SET TASK: Set out every line of the material below as a numbered list, skipping blank lines and leaving out the pictures.

══ DATASET ROWS

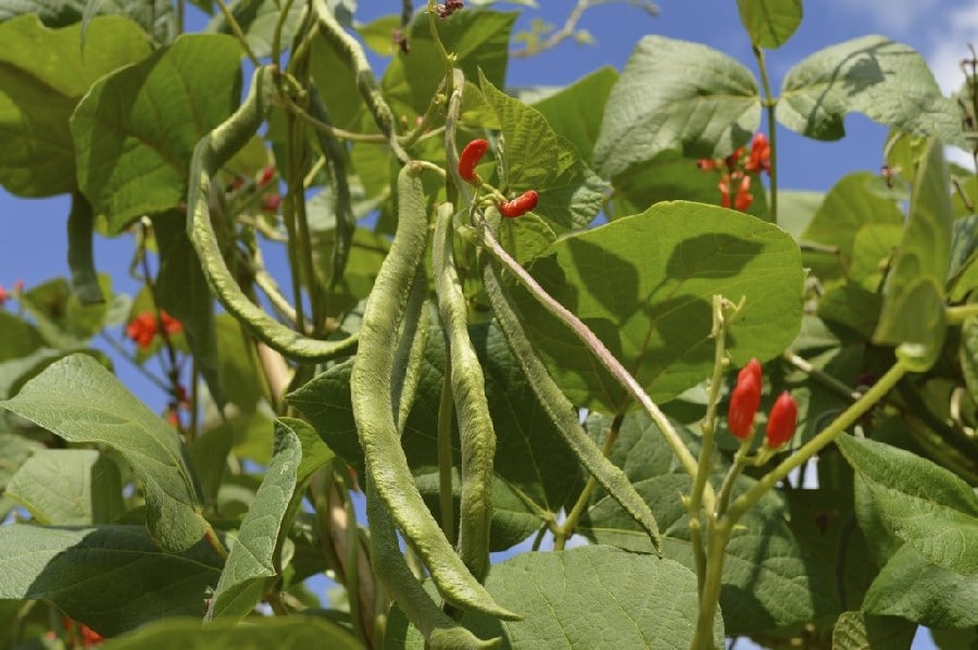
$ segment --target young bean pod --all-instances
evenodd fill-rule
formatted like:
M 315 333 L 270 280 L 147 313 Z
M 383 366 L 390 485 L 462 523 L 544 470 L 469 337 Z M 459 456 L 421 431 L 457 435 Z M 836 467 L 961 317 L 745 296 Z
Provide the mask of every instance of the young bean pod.
M 482 285 L 489 297 L 489 304 L 502 328 L 506 342 L 513 351 L 513 358 L 523 368 L 529 385 L 532 387 L 540 405 L 550 416 L 551 422 L 564 437 L 564 441 L 577 460 L 590 472 L 598 483 L 617 501 L 625 511 L 649 534 L 655 548 L 661 548 L 659 524 L 649 509 L 649 504 L 617 466 L 615 466 L 594 441 L 580 426 L 577 418 L 577 410 L 563 393 L 543 362 L 537 357 L 537 351 L 530 343 L 519 316 L 510 304 L 505 289 L 499 279 L 499 273 L 491 259 L 485 251 L 479 251 L 479 270 L 481 271 Z
M 492 600 L 452 549 L 425 505 L 401 449 L 391 374 L 409 295 L 428 238 L 422 170 L 421 164 L 409 163 L 398 178 L 398 227 L 367 299 L 350 377 L 353 417 L 377 495 L 446 600 L 465 610 L 518 620 Z
M 459 552 L 479 580 L 489 572 L 489 528 L 492 523 L 492 463 L 496 432 L 489 416 L 482 366 L 468 338 L 467 304 L 455 270 L 451 203 L 438 208 L 432 270 L 438 309 L 448 338 L 451 388 L 462 442 L 462 504 Z
M 327 361 L 352 354 L 356 350 L 356 337 L 339 341 L 313 339 L 286 327 L 263 312 L 241 291 L 228 271 L 211 225 L 211 176 L 258 130 L 271 105 L 274 75 L 272 66 L 255 70 L 251 89 L 241 107 L 201 138 L 193 148 L 187 197 L 187 233 L 217 300 L 255 338 L 289 359 Z
M 404 554 L 398 546 L 393 521 L 374 487 L 374 478 L 367 474 L 367 520 L 371 524 L 371 561 L 374 573 L 384 588 L 398 603 L 404 615 L 435 648 L 493 648 L 500 639 L 481 640 L 452 621 L 414 578 Z

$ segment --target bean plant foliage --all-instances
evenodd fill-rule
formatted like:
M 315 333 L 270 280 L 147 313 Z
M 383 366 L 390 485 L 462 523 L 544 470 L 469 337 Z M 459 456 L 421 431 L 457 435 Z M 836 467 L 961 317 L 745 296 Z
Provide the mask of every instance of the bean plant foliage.
M 802 2 L 738 0 L 753 68 L 521 93 L 531 3 L 193 4 L 0 8 L 0 184 L 71 196 L 70 277 L 0 287 L 0 645 L 975 642 L 974 51 L 773 89 Z M 882 173 L 779 187 L 851 112 Z

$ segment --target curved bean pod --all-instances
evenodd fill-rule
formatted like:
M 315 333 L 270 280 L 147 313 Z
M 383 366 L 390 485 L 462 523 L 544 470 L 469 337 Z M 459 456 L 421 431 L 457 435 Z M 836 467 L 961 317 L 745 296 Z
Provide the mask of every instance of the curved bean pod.
M 303 336 L 272 318 L 241 291 L 224 263 L 211 225 L 211 176 L 258 130 L 271 105 L 275 74 L 273 66 L 255 70 L 251 89 L 241 107 L 193 148 L 187 197 L 187 233 L 217 300 L 255 338 L 289 359 L 327 361 L 352 354 L 356 350 L 358 337 L 324 341 Z
M 353 418 L 377 495 L 444 599 L 465 610 L 518 620 L 492 600 L 452 549 L 425 505 L 401 449 L 391 371 L 409 295 L 428 239 L 422 170 L 418 163 L 408 163 L 398 177 L 398 227 L 367 299 L 361 346 L 350 376 Z
M 452 248 L 451 203 L 438 208 L 432 268 L 438 309 L 451 355 L 451 387 L 462 442 L 462 505 L 459 553 L 479 580 L 489 572 L 489 528 L 492 523 L 492 462 L 496 432 L 489 416 L 486 380 L 468 338 L 467 307 Z
M 500 639 L 484 641 L 452 621 L 422 584 L 414 578 L 404 554 L 398 546 L 390 513 L 374 487 L 374 477 L 367 474 L 367 520 L 371 524 L 371 562 L 374 573 L 384 583 L 384 588 L 398 603 L 404 615 L 417 627 L 432 649 L 494 648 Z
M 577 460 L 594 476 L 598 483 L 617 501 L 652 538 L 655 548 L 661 548 L 659 524 L 649 509 L 649 504 L 614 463 L 612 463 L 594 441 L 588 436 L 577 418 L 577 410 L 550 376 L 547 366 L 537 357 L 532 343 L 519 322 L 519 316 L 510 304 L 505 289 L 491 257 L 479 251 L 479 270 L 482 285 L 489 297 L 489 304 L 502 328 L 506 342 L 513 351 L 513 358 L 519 363 L 529 385 L 532 386 L 540 405 L 550 416 L 551 422 L 564 437 L 564 441 Z

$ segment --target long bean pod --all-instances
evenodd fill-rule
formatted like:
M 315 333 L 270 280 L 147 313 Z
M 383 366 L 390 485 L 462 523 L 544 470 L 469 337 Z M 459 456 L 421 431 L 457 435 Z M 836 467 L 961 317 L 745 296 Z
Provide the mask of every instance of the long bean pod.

════

TASK RESPONSE:
1. $ segment --target young bean pod --all-instances
2. evenodd fill-rule
3. formatted like:
4. M 315 333 L 270 280 L 147 313 Z
5. M 383 366 L 390 485 L 462 523 L 544 470 L 469 337 Z M 459 456 L 421 431 L 457 435 Z M 836 467 L 961 317 L 745 296 Z
6. Provide the mask of every instance of the young bean pod.
7. M 482 285 L 489 297 L 489 304 L 502 328 L 506 342 L 513 351 L 513 358 L 523 368 L 529 385 L 532 387 L 540 405 L 550 416 L 551 422 L 564 437 L 564 441 L 577 460 L 590 472 L 598 483 L 617 501 L 625 511 L 649 534 L 655 548 L 661 548 L 659 524 L 649 509 L 649 504 L 617 466 L 615 466 L 594 441 L 580 426 L 577 418 L 577 410 L 563 393 L 543 362 L 537 357 L 537 351 L 530 343 L 519 316 L 510 304 L 505 289 L 499 279 L 499 273 L 491 259 L 485 251 L 479 251 L 479 270 L 481 271 Z
8. M 492 600 L 452 549 L 425 505 L 401 449 L 391 374 L 409 295 L 428 238 L 422 170 L 421 164 L 409 163 L 398 178 L 398 227 L 367 299 L 350 377 L 353 417 L 377 495 L 446 600 L 465 610 L 518 620 Z
9. M 459 552 L 479 580 L 489 572 L 489 528 L 492 523 L 492 463 L 496 432 L 489 416 L 482 366 L 468 338 L 467 304 L 455 270 L 451 203 L 438 208 L 432 270 L 438 309 L 448 338 L 451 388 L 462 442 L 462 504 Z
10. M 327 361 L 352 354 L 356 350 L 356 337 L 339 341 L 313 339 L 286 327 L 263 312 L 241 291 L 228 271 L 211 225 L 211 176 L 258 130 L 271 105 L 274 75 L 272 66 L 255 70 L 251 89 L 241 107 L 201 138 L 193 148 L 187 197 L 187 233 L 217 300 L 255 338 L 289 359 Z
11. M 404 554 L 398 546 L 393 521 L 374 487 L 374 478 L 367 474 L 367 520 L 371 524 L 371 561 L 374 573 L 384 588 L 398 603 L 404 615 L 435 648 L 493 648 L 500 639 L 481 640 L 452 621 L 414 578 Z
12. $ segment --target bean plant foliage --all-instances
13. evenodd fill-rule
14. formatted like:
15. M 315 333 L 270 280 L 147 313 Z
16. M 383 366 L 390 485 L 462 523 L 544 470 L 469 337 Z M 459 456 L 421 431 L 457 435 Z M 836 467 L 961 317 L 745 296 Z
17. Provide the mask of every instance of the bean plant foliage.
18. M 802 2 L 738 0 L 753 68 L 521 93 L 531 3 L 193 4 L 0 8 L 0 184 L 71 196 L 70 277 L 0 287 L 0 645 L 975 642 L 974 51 L 773 89 Z M 882 173 L 779 187 L 851 112 Z
19. $ segment --target curved bean pod --all-instances
20. evenodd fill-rule
21. formatted like:
22. M 315 333 L 270 280 L 147 313 Z
23. M 383 366 L 390 485 L 462 523 L 544 470 L 469 337 Z M 459 456 L 421 431 L 457 435 Z M 836 467 L 961 317 L 745 296 Z
24. Provide the mask of every instance of the curved bean pod.
25. M 303 336 L 272 318 L 241 291 L 224 263 L 211 225 L 211 176 L 258 130 L 271 105 L 275 74 L 273 66 L 255 70 L 251 89 L 241 107 L 193 148 L 187 197 L 187 233 L 217 300 L 255 338 L 289 359 L 327 361 L 352 354 L 356 350 L 358 337 L 324 341 Z
26. M 353 418 L 377 495 L 444 599 L 465 610 L 518 620 L 492 600 L 452 549 L 425 505 L 401 449 L 391 371 L 409 295 L 428 239 L 422 170 L 418 163 L 408 163 L 398 177 L 398 227 L 367 299 L 361 346 L 350 376 Z
27. M 452 248 L 451 203 L 438 208 L 432 268 L 438 309 L 451 355 L 451 387 L 462 442 L 462 505 L 459 553 L 479 580 L 489 572 L 489 528 L 492 523 L 492 462 L 496 432 L 489 416 L 486 380 L 468 338 L 467 307 Z
28. M 500 639 L 484 641 L 452 621 L 422 584 L 414 578 L 404 554 L 398 546 L 390 513 L 374 487 L 374 477 L 367 474 L 367 520 L 371 524 L 371 562 L 374 573 L 384 583 L 384 588 L 398 603 L 404 615 L 417 627 L 432 649 L 494 648 Z
29. M 577 460 L 594 476 L 598 483 L 617 501 L 652 538 L 655 548 L 661 548 L 659 524 L 649 509 L 649 504 L 614 463 L 612 463 L 594 441 L 588 436 L 577 418 L 577 410 L 550 376 L 547 366 L 537 357 L 532 343 L 519 322 L 519 316 L 510 304 L 505 289 L 491 257 L 479 251 L 479 270 L 482 285 L 489 297 L 489 304 L 502 328 L 506 342 L 513 351 L 513 358 L 519 363 L 529 385 L 532 386 L 540 405 L 550 416 L 551 422 L 564 437 L 564 441 Z
30. $ segment --target long bean pod --all-instances
31. evenodd fill-rule
32. formatted like:
33. M 315 333 L 270 280 L 147 313 Z
34. M 383 366 L 390 485 L 462 523 L 544 470 L 469 337 Z M 459 456 L 421 431 L 457 435 Z M 836 467 L 961 317 L 745 296 Z
35. Provide the mask of every instance of the long bean pod.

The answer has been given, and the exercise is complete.